Extrait de page:

/---

Mais ce n’était pas tout, pour le trésor, de fabriquer la nouvelle monnaie; le difficile était de la faire entrer dans la circulation. Toutes les ressources de l’adresse la plus ingénieuse y ont été appliquées sans succès. Il arriva qu’après avoir tant réclamé par la grosse voix de l’opinion publique et des politiciens la restauration du « dollar de nos pères, » la population, même dans l’Ouest, fit un très froid accueil aux belles pièces sortant neuves des hôtels de monnaie, et les trouva ce qu’elles étaient réellement, lourdes, incommodes, encombrantes, leur préférant de beaucoup pour l’usage quotidien même les affreuses petites coupures, maculées et déchirées, du papier-monnaie fédéral. L’énergie des revendications populaires en faveur de la monnaie d’argent avait été une affaire de sentiment. L’esprit pratique de l’Américain recouvrant ses droits, force fut au trésor de garder ses dollars, dont personne ne voulait.

Pendant les premières années, l’inconvénient fut peu sensible; les budgets fédéraux se soldaient chaque année par des excédens énormes, atteignant 750 millions de francs en 1881, 650 en 1882. L’or affluait dans les caisses du gouvernement. Le 1er janvier 1879 la reprise des paiemens en espèces s’était effectuée sans la moindre difficulté. Les remboursemens de la dette publique se succédaient rapidement, toujours en or, et le crédit fédéral était en hausse constante. Qu’importait, dans ces conditions, que la nation américaine consacrât tous les ans une faible partie de ses excédens, 25 millions de dollars, à la fabrication d’une monnaie qui s’entassait ensuite, inutile, dans les caves des bâtimens du trésor?

\---

[Entrées enregistrées]
/---

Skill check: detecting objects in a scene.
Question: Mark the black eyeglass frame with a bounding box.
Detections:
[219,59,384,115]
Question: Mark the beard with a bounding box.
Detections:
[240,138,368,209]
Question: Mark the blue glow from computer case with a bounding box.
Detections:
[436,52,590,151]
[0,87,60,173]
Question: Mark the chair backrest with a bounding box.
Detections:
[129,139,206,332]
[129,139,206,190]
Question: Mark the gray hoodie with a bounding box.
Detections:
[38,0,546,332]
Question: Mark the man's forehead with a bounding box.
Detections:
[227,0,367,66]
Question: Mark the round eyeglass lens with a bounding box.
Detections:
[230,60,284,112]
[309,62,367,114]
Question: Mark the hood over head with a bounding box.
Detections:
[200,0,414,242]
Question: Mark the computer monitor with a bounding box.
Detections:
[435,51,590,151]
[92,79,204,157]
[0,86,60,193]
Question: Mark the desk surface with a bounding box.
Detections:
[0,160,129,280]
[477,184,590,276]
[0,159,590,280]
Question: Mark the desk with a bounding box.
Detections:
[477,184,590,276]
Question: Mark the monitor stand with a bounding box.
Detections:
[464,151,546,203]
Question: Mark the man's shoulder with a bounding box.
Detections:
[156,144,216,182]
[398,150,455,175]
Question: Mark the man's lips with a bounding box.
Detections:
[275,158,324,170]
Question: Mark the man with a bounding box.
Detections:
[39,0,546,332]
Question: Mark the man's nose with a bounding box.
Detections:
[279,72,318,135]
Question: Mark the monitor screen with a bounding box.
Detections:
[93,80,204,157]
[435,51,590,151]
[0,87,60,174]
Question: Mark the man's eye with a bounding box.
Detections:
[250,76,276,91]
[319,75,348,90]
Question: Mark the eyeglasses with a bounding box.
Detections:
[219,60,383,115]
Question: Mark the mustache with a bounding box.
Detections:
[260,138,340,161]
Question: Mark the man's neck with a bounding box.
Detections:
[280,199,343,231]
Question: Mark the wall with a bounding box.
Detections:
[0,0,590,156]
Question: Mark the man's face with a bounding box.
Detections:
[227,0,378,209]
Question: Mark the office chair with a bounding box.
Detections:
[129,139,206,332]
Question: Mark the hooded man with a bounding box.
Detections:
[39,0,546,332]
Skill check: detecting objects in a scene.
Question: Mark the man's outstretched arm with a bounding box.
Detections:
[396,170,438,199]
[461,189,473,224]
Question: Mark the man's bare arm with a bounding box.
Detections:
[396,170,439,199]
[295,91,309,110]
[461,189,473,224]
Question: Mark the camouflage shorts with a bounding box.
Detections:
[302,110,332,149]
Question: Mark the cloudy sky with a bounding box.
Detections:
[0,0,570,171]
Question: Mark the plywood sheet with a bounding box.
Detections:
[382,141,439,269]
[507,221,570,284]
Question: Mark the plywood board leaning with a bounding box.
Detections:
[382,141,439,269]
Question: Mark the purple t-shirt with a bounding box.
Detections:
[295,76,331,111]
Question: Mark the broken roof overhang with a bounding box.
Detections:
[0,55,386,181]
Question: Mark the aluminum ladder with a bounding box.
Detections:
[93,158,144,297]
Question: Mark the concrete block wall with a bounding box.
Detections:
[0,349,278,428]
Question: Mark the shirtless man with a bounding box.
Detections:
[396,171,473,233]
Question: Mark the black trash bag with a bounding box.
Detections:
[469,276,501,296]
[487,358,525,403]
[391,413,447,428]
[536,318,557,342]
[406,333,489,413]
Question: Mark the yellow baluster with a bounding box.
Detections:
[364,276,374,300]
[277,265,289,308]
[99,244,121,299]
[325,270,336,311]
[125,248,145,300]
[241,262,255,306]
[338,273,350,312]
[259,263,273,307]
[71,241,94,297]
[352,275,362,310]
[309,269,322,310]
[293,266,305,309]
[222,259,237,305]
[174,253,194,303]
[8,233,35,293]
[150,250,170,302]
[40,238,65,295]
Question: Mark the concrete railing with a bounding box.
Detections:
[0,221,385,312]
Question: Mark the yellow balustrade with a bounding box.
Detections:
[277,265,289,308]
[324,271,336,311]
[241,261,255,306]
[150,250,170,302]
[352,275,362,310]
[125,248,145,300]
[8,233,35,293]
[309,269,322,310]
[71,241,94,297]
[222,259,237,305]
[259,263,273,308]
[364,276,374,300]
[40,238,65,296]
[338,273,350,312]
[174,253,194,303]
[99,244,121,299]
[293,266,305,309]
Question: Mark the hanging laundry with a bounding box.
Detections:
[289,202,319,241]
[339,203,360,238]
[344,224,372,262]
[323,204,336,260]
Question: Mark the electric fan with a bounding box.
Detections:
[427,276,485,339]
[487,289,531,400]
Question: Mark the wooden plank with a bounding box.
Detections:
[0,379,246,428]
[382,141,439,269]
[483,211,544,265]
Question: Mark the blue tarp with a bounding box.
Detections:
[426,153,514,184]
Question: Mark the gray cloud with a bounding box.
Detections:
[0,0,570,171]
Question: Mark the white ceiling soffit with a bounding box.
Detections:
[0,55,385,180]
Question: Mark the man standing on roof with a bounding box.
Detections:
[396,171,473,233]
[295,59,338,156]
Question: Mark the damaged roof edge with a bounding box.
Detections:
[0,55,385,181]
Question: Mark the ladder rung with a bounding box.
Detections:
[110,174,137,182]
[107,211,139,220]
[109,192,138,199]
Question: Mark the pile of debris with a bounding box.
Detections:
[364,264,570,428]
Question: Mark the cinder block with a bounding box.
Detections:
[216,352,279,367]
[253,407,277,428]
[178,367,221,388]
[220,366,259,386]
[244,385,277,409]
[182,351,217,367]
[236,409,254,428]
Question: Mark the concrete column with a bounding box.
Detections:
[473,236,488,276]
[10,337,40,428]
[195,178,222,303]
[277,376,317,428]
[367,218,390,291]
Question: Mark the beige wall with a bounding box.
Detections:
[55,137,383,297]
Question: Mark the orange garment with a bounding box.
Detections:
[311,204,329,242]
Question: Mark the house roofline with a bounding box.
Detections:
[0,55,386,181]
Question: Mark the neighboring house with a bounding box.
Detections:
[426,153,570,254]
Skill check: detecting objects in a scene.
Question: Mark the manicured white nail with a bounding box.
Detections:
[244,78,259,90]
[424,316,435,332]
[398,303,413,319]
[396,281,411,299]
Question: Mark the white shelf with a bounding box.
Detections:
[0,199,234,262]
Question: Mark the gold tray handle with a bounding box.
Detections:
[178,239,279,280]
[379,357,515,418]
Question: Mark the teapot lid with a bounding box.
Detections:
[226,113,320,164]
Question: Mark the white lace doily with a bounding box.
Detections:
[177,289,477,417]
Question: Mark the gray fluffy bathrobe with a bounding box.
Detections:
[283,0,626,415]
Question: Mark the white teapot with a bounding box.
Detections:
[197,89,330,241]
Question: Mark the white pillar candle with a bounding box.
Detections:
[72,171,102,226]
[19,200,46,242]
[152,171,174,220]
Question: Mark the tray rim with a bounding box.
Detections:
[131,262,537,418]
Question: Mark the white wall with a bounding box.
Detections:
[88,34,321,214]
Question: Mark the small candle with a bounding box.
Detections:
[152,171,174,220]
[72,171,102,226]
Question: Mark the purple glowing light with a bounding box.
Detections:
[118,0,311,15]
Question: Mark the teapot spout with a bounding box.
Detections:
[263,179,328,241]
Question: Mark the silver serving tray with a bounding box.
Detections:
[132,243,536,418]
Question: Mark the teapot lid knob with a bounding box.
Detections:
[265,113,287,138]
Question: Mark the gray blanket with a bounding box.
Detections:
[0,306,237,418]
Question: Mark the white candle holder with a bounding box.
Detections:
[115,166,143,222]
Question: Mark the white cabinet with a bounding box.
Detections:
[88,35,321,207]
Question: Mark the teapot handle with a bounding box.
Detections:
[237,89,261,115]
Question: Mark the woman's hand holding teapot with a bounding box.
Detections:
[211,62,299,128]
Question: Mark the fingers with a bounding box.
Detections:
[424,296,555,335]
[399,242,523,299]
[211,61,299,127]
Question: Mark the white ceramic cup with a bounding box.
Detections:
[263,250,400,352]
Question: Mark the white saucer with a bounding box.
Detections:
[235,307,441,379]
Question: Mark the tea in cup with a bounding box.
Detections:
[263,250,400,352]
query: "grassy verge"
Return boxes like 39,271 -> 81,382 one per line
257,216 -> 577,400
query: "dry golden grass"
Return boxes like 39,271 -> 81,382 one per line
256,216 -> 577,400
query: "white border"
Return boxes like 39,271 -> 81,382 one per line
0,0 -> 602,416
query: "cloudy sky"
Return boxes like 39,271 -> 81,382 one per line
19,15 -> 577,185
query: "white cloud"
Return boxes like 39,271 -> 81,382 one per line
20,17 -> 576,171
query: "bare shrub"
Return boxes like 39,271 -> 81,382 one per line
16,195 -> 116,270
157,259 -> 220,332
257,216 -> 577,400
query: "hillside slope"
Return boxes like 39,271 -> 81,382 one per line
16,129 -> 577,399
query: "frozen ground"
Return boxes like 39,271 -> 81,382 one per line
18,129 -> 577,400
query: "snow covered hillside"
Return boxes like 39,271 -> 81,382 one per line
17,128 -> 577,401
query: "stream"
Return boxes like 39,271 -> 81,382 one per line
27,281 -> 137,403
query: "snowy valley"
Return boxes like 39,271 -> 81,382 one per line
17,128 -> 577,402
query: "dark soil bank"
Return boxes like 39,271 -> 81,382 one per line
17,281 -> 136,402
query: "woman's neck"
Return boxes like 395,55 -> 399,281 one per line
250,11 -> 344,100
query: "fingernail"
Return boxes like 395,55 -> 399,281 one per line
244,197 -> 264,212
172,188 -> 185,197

\---

Consignes:
**A.** Recopiez le passage de l'extrait sur la monnaie d'argent qui va de « Pendant les premières » jusqu'à « bâtimens du trésor? ».
**B.** D'après l'extrait sur la monnaie d'argent, quelle somme la nation américaine consacrait-elle chaque année à la fabrication de cette monnaie ?

Problèmes résolus:
**A.**
Pendant les premières années, l’inconvénient fut peu sensible; les budgets fédéraux se soldaient chaque année par des excédens énormes, atteignant 750 millions de francs en 1881, 650 en 1882. L’or affluait dans les caisses du gouvernement. Le 1er janvier 1879 la reprise des paiemens en espèces s’était effectuée sans la moindre difficulté. Les remboursemens de la dette publique se succédaient rapidement, toujours en or, et le crédit fédéral était en hausse constante. Qu’importait, dans ces conditions, que la nation américaine consacrât tous les ans une faible partie de ses excédens, 25 millions de dollars, à la fabrication d’une monnaie qui s’entassait ensuite, inutile, dans les caves des bâtimens du trésor?

**B.** Elle y consacrait 25 millions de dollars par an.